*** Text passage ***

Last June was the first Father’s Day that passed for me without my father, who had died the previous November, 11 days after his 85th birthday.
It was also, it seemed to me, possibly the last one that I would spend with my son, who had graduated from university a month earlier and would soon be pushing the canoe that carries his life away from the shore where I had stood with him since the day he was born.
So, instead of the Father’s Day round of golf that I had for years shared with my dad and later my son (which I thought would be a little too maudlin without Dad), I thought it would be a good idea to climb a mountain.
This was for a couple of reasons.
One was that, forty-three years before, my dad had taken me on a hike up a mountain in Banff National Park. I had decided that “climbing” a mountain would be my personal Centennial project, 1967 being the year in which Canada was celebrating its 100th anniversary. I thought it might build a similar memory for my son who might be able to remember me as something other than an old man—the way I still remembered my Dad in 1967.
The other was that, having undergone two hip surgeries in recent years, I was feeling capable of doing something I had, for several years, thought I would never be able to do again. I wanted to find out if I could do it. Since my hips went bad far too young (the same sort of ailment that cut short Bo Jackson’s career, seeing as you asked), I had missed the view of the world that I used to get when downhill skiing—that breathtaking, awe-inspiring take from the top. I wanted, if only one more time, to see it again.
The mountain we chose was Ha Ling’s Peak, which soars about 8,000 ft. above Canmore, Alberta, on the south side of the Bow Valley. For many years it was known as Chinaman’s Peak until, in deference to the individual involved and amid concerns that the term was derogatory, it was officially changed. Ha Ling was a railway worker and, in 1896, he took a $50 bet that he couldn’t get up the peak, plant a flag at the summit, and return in less than 10 hours. He left at 7:00 a.m. and was back by lunch. No one believed him so he went back, this time with others, and planted a larger flag alongside the smaller one he had placed at the summit in the morning. He won the bet.

*** Listed records ***

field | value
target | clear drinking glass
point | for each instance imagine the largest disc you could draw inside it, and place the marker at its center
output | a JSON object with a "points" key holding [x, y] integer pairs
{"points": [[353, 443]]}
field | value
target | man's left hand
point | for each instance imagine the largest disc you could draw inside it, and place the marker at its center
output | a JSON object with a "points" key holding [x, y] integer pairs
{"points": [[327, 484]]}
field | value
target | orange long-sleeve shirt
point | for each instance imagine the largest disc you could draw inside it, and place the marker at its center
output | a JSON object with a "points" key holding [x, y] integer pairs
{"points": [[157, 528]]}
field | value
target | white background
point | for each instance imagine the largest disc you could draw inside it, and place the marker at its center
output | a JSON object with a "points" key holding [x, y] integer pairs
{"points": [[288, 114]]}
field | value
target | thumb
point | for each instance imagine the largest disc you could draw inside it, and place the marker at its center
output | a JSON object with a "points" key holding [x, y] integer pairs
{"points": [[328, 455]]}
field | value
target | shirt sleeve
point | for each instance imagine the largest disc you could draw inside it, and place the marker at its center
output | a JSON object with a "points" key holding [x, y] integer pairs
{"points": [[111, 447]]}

***
*** Listed records ***

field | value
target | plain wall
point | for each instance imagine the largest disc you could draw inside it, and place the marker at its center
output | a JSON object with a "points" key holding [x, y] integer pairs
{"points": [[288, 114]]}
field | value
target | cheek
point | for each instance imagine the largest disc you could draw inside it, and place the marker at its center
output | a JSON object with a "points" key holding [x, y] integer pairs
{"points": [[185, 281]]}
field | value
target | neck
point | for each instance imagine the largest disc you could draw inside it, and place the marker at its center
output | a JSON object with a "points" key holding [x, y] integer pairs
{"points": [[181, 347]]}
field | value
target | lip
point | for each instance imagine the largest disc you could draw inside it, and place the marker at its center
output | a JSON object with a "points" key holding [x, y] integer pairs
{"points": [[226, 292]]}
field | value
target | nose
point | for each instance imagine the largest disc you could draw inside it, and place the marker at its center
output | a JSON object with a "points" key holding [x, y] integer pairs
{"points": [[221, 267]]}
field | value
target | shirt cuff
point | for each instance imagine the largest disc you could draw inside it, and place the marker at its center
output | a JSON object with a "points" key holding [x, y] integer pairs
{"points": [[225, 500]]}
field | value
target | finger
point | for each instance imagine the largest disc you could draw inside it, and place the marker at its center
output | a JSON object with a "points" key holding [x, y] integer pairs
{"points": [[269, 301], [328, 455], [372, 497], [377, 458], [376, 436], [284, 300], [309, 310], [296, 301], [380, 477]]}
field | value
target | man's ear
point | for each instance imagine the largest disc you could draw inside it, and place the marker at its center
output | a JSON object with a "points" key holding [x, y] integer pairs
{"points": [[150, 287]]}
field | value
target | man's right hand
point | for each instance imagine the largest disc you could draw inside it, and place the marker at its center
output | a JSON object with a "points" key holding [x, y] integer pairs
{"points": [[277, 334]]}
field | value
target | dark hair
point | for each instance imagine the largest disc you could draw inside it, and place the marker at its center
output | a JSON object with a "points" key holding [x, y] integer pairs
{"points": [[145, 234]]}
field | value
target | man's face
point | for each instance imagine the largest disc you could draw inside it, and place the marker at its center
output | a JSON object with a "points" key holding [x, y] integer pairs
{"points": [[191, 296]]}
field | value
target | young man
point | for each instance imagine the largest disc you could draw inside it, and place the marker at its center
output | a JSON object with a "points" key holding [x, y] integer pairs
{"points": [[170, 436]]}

***

» Problem details: In the Father's Day essay, reproduce the section that starts with the words "Last June was" and finishes with "climb a mountain.", substituting "kayak" for "canoe".

» Answer section:
Last June was the first Father’s Day that passed for me without my father, who had died the previous November, 11 days after his 85th birthday.
It was also, it seemed to me, possibly the last one that I would spend with my son, who had graduated from university a month earlier and would soon be pushing the kayak that carries his life away from the shore where I had stood with him since the day he was born.
So, instead of the Father’s Day round of golf that I had for years shared with my dad and later my son (which I thought would be a little too maudlin without Dad), I thought it would be a good idea to climb a mountain.